Assignment: Which lines below include "tree"? Copy them all.

******

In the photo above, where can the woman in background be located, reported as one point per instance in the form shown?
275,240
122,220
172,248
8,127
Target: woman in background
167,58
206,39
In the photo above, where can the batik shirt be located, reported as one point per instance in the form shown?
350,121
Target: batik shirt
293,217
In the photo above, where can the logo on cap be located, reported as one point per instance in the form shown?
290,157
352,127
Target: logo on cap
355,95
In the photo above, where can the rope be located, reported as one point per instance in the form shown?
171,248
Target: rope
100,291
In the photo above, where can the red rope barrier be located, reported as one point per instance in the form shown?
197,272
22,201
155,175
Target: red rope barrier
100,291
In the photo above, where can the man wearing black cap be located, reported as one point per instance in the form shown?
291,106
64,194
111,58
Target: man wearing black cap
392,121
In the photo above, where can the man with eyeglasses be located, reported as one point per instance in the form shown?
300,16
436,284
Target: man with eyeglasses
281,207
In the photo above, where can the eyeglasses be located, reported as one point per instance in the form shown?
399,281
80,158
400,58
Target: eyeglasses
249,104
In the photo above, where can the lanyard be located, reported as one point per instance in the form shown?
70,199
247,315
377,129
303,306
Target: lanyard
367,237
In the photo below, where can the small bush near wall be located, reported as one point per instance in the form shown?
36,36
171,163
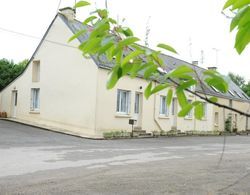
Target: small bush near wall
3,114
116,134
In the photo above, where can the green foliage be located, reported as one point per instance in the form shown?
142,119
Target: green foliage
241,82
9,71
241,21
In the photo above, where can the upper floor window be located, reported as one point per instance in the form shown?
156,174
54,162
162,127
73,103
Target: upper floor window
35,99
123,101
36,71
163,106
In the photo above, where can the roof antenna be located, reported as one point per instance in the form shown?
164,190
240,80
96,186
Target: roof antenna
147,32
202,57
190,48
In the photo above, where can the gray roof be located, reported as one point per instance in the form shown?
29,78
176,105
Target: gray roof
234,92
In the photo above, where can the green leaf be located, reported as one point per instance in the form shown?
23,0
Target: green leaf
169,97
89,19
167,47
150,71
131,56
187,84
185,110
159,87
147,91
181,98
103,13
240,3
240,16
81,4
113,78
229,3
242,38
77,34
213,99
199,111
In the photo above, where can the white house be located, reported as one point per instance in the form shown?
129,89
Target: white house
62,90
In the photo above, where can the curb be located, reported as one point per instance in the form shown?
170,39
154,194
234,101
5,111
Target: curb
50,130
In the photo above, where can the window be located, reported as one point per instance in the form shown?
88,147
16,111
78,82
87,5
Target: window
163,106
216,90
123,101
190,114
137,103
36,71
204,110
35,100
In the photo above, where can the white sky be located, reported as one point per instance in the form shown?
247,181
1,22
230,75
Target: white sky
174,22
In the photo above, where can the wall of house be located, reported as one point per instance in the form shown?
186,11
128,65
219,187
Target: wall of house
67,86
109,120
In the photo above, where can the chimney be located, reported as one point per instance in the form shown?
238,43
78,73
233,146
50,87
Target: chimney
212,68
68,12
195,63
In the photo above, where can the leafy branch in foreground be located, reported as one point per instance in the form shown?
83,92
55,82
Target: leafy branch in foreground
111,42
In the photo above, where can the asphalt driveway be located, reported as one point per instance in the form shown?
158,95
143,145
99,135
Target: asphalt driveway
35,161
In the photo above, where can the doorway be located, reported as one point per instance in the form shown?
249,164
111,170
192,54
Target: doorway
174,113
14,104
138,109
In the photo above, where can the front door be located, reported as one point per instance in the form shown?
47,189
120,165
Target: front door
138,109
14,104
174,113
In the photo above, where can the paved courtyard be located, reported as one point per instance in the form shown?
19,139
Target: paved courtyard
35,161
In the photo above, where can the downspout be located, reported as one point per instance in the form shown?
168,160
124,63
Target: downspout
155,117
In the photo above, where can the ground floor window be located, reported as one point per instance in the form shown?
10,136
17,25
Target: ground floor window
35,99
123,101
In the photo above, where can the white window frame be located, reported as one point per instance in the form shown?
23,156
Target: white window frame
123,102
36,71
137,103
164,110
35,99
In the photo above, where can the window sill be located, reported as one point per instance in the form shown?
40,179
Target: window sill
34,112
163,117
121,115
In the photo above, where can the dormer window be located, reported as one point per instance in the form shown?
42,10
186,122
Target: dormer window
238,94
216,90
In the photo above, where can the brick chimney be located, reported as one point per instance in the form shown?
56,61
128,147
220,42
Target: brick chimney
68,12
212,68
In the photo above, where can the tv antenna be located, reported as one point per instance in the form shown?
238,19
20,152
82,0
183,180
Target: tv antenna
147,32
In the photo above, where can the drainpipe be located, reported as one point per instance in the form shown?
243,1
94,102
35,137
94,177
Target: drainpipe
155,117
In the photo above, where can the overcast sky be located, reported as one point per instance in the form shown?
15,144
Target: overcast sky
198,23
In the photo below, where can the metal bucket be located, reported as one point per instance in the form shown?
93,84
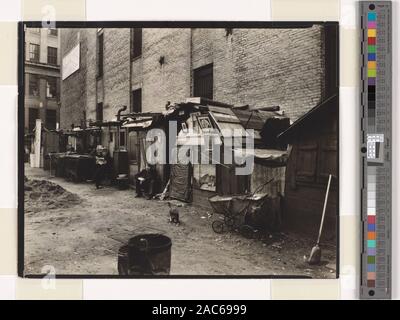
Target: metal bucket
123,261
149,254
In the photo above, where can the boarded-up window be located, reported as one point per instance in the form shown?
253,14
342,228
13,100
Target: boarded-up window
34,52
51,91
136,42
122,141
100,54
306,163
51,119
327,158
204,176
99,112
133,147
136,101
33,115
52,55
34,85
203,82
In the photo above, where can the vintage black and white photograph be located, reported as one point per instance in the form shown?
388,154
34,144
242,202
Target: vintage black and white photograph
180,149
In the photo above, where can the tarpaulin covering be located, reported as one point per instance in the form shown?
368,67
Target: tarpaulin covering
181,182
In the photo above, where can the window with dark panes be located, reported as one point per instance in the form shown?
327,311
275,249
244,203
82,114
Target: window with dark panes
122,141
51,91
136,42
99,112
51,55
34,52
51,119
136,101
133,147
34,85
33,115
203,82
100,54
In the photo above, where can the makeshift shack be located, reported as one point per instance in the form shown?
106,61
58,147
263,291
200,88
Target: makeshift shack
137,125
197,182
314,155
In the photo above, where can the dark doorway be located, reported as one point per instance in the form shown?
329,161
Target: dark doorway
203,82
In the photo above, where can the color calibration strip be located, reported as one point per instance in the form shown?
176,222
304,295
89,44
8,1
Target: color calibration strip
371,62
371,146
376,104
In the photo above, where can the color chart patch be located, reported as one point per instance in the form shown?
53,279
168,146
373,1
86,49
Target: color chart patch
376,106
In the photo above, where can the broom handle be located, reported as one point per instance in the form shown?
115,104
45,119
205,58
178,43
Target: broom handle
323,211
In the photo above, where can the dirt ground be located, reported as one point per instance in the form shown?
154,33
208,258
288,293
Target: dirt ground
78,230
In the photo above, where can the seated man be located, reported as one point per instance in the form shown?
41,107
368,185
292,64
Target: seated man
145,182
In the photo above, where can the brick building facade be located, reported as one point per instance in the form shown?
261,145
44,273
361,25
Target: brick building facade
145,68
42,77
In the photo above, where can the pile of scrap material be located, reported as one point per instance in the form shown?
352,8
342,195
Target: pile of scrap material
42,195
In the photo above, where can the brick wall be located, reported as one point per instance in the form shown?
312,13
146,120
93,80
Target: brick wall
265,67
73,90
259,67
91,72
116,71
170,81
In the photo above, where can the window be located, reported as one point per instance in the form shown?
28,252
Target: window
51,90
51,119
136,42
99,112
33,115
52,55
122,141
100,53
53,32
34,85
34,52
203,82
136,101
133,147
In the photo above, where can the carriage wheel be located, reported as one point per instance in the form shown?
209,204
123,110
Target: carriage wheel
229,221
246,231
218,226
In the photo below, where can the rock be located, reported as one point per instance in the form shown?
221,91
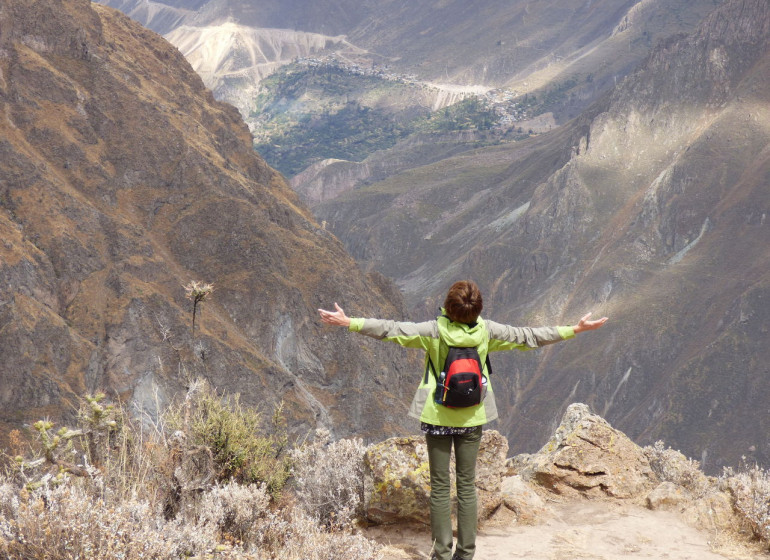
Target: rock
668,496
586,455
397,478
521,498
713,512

******

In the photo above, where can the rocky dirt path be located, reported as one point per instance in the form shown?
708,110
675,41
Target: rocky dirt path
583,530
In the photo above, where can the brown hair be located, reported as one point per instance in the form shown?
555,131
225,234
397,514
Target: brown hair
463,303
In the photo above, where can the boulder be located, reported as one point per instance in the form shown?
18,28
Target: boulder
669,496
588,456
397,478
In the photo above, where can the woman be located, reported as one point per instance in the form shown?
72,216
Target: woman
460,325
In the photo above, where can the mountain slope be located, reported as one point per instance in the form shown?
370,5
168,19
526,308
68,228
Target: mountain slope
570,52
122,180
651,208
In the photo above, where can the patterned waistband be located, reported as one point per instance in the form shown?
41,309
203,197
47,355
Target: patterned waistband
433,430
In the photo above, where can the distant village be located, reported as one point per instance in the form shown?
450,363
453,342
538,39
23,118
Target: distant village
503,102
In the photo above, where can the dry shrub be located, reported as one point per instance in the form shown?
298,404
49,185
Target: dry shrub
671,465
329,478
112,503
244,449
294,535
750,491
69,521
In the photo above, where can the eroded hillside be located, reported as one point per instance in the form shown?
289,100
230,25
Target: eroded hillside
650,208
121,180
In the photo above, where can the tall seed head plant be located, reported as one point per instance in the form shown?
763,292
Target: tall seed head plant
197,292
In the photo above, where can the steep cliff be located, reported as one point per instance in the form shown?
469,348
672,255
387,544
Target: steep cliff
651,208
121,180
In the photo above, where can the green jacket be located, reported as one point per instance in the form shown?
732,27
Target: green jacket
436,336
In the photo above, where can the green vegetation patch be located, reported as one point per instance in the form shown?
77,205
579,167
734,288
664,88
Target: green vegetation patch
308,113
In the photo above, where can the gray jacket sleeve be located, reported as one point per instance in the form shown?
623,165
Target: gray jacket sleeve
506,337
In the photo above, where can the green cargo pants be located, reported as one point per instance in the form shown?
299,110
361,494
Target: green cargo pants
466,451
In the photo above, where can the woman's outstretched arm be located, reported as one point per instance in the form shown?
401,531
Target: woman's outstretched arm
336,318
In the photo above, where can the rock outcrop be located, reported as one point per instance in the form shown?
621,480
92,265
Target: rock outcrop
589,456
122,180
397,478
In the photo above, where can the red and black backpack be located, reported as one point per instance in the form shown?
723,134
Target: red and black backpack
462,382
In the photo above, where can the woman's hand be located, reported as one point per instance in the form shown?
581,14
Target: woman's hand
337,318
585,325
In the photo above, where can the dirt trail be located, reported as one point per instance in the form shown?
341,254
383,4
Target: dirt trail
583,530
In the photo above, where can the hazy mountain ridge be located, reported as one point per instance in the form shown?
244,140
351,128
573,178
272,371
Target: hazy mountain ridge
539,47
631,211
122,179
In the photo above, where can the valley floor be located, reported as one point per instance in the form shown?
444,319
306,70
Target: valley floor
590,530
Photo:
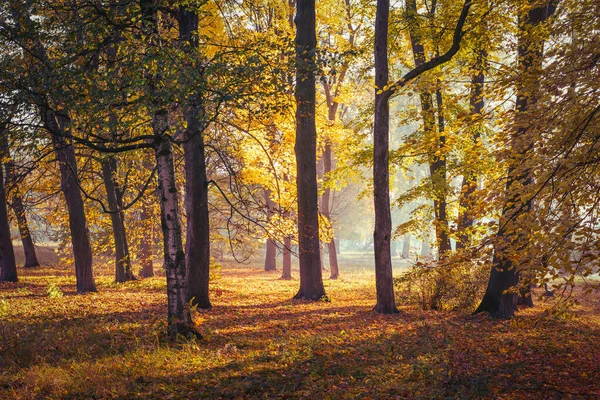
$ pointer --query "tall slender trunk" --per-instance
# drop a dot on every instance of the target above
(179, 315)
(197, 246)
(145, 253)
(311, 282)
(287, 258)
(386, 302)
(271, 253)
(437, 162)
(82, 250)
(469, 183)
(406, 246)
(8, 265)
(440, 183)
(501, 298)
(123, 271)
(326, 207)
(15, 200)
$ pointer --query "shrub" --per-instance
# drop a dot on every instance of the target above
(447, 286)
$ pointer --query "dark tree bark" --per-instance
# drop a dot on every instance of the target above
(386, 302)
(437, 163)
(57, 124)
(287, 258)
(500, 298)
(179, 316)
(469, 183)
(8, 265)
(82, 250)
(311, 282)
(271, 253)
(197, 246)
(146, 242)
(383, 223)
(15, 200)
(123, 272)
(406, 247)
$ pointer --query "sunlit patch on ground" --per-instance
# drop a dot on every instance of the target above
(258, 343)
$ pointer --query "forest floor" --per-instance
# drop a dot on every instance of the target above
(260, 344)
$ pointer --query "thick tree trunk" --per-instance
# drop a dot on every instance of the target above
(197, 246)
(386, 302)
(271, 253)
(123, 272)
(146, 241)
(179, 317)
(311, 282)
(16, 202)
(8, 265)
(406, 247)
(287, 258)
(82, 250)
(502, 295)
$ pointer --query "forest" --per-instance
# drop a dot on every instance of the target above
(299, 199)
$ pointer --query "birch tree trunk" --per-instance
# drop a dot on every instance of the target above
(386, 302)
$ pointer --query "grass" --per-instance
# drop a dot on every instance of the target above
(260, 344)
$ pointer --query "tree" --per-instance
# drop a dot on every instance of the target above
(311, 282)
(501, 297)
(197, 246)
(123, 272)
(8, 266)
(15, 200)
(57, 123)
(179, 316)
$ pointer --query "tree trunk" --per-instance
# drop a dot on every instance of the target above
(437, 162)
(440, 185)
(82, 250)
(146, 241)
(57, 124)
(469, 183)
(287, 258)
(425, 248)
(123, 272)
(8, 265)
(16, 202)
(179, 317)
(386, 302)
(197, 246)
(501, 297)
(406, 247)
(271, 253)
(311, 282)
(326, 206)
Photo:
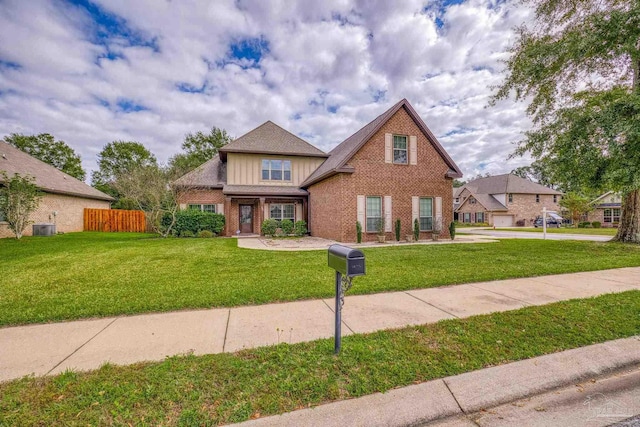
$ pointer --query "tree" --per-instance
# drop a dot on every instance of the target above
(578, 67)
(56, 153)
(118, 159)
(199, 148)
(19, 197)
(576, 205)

******

Final answer:
$ pointer --query "dark tree bark" --per-instance
$ pointer --query "thick tree trunk" --per-instance
$ pointer --query "birch tree trunk" --per-instance
$ pointer --query "tree" --per-instance
$ pointer --query "tree trunk" --per-instance
$ pointer --query "tree" --per-instance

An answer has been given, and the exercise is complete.